PROBLEM DETAILS
Locate the line that contains "Where can the groom's face". Copy it and every following line through the end of the records, exactly, and include nothing else.

STORED ROWS
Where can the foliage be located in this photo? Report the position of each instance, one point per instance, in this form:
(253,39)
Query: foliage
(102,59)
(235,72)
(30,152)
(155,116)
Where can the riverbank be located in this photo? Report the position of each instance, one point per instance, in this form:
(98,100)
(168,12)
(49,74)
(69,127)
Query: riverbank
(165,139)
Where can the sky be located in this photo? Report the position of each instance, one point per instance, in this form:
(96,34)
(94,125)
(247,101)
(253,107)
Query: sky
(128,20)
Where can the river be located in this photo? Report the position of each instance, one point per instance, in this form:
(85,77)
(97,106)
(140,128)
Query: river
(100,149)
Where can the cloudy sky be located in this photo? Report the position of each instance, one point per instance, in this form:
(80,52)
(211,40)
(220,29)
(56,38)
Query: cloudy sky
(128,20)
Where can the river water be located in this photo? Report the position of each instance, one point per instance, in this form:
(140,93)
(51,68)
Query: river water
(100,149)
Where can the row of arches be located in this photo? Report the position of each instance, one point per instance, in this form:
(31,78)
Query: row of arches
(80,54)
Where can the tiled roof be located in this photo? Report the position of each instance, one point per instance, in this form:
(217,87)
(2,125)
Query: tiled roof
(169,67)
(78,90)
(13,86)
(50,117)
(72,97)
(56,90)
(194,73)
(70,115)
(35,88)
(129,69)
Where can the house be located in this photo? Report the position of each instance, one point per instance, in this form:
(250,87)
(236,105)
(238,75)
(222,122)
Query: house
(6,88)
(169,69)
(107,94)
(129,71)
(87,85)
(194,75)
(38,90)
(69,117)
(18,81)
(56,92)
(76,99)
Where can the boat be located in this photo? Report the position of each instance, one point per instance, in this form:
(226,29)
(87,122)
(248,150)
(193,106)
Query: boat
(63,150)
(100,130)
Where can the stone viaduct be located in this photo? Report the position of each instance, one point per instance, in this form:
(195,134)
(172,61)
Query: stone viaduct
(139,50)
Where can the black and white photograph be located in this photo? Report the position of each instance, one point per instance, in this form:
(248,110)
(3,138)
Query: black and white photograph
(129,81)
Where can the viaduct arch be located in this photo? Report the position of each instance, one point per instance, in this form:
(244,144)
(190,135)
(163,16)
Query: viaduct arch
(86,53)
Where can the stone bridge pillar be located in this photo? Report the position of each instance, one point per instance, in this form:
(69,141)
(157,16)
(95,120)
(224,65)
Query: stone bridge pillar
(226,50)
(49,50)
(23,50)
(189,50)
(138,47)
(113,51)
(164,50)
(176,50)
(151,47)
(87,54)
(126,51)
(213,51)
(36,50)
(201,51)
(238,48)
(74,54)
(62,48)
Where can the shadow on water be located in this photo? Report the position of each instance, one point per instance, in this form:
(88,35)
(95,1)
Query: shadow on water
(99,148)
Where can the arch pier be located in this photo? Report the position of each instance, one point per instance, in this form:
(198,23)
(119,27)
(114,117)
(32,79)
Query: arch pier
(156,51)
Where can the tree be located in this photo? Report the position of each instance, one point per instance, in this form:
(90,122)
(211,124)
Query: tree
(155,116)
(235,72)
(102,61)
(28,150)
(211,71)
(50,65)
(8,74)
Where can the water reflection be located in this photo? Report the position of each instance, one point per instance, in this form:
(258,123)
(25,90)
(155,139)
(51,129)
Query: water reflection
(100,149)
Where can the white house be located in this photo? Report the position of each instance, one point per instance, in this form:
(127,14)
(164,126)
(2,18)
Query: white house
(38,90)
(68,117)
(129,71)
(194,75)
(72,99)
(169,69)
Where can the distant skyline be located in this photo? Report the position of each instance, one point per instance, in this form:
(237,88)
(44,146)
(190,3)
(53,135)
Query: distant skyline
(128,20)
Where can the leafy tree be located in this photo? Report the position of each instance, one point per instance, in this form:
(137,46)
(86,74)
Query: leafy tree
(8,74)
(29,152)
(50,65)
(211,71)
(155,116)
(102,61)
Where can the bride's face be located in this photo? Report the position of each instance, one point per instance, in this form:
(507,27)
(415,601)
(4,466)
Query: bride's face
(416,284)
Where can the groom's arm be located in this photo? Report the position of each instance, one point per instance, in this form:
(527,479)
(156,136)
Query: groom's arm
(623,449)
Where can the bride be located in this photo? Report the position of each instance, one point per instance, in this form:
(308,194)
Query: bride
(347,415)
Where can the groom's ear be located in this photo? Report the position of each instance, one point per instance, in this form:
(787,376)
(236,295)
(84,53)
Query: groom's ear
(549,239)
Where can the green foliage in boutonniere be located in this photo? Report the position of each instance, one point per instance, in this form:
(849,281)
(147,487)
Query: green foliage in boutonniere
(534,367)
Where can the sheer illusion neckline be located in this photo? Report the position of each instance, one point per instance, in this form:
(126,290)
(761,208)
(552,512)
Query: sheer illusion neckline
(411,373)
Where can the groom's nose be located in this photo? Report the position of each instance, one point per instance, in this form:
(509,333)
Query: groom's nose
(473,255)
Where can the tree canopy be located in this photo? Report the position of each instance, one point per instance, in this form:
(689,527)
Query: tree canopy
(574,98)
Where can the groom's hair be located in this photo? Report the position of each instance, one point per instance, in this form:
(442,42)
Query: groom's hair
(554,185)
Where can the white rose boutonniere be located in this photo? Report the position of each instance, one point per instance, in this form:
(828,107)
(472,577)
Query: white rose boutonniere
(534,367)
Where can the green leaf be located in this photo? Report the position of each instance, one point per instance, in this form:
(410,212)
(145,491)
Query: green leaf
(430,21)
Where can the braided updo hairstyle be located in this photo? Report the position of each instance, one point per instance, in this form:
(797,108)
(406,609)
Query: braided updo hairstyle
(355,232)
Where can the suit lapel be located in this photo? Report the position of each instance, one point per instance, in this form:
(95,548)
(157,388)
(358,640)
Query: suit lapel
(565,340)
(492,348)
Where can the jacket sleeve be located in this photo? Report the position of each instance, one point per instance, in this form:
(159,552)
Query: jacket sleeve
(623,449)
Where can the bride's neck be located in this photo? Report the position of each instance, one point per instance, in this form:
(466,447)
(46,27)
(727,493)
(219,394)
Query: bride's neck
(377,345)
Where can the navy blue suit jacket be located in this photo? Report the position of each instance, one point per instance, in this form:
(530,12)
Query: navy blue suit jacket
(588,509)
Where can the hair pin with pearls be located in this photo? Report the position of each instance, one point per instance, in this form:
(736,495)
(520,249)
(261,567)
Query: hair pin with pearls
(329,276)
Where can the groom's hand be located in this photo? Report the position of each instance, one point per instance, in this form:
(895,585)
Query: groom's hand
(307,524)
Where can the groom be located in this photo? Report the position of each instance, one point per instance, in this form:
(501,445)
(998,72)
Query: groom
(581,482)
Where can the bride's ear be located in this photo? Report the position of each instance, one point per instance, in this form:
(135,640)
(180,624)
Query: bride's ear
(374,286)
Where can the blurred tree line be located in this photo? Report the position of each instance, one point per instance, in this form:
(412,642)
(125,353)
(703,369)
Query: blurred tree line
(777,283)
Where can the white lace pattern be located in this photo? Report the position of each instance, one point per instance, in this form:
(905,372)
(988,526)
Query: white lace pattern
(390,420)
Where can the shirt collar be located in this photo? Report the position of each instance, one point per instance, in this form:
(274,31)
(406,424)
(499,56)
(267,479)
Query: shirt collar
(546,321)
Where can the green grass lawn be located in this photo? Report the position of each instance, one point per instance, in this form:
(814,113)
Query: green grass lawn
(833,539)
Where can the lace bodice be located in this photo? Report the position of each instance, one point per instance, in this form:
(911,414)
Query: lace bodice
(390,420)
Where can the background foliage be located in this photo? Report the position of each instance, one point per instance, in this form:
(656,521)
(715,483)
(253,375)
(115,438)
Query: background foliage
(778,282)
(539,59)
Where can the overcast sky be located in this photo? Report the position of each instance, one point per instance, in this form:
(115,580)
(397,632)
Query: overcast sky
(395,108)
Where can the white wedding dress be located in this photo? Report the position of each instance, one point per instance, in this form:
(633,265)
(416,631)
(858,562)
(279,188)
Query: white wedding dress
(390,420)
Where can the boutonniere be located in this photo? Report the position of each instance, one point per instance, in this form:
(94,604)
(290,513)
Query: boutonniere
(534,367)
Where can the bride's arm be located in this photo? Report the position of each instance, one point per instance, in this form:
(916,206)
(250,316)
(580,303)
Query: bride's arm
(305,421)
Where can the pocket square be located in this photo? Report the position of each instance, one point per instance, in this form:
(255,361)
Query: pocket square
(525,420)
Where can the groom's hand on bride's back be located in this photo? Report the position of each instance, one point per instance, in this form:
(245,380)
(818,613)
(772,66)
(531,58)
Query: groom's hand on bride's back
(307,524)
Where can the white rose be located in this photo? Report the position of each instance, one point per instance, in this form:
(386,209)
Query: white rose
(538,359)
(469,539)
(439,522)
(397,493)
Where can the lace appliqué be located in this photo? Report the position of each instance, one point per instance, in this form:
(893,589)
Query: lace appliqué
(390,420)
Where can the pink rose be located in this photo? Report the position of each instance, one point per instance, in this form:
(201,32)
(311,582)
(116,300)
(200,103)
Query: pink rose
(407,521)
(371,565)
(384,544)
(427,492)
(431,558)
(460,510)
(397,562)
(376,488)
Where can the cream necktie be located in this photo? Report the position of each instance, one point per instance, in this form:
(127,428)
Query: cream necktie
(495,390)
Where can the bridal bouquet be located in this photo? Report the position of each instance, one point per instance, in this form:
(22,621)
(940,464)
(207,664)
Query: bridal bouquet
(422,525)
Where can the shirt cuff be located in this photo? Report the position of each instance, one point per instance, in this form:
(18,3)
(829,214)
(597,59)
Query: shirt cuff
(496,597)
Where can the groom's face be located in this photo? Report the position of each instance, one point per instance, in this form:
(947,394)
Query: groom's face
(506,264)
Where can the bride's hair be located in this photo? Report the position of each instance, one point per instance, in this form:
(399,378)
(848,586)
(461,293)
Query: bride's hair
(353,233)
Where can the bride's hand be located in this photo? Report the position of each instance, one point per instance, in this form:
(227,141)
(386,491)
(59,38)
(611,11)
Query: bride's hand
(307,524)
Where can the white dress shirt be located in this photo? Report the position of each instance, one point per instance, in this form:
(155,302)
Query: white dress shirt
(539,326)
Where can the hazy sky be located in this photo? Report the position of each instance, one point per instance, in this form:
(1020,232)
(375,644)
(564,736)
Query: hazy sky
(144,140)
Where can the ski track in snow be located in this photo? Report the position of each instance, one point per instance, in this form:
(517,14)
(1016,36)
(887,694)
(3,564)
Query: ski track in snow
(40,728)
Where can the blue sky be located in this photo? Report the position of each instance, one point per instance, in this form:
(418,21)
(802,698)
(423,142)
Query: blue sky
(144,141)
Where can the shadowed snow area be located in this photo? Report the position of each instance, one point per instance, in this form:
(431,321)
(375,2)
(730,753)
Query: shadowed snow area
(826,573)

SOLUTION TO THIS PROBLEM
Where can the groom's face be located in this photo? Report the position of each instance, one point per instance, in this form:
(947,394)
Query: groom's face
(506,264)
Where can the bride's hair be located in this photo? Report the position of each instance, one point per instance, in this form:
(399,378)
(848,586)
(461,293)
Query: bride's hair
(353,233)
Where can the bride's hand be located in this photo? Report the position of each instance, one point per instance, in this form:
(227,141)
(386,491)
(59,38)
(611,11)
Query: bride's hand
(307,524)
Where can the white dress shirt be located in this photo? Report the position of each instance, one point per instance, in this form:
(155,302)
Query: white dress shirt
(539,326)
Where can the hazy sky be located in this photo? Report the position of each instance, one point per instance, in this form:
(1020,232)
(375,644)
(564,736)
Query: hazy sky
(144,140)
Where can the ski track in snow be located in this photo? Report the position of each instance, one point per instance, in this form:
(517,14)
(1016,36)
(887,694)
(3,564)
Query: ski track in snow
(40,728)
Where can the blue sky be located in this photo? Report the position of each instance, one point per instance, in this form:
(418,21)
(802,698)
(423,142)
Query: blue sky
(144,141)
Where can the shadowed snow area be located in this photo? Report the position of each instance, one point per instance, in this form:
(431,321)
(375,2)
(730,753)
Query: shadowed snow area
(826,573)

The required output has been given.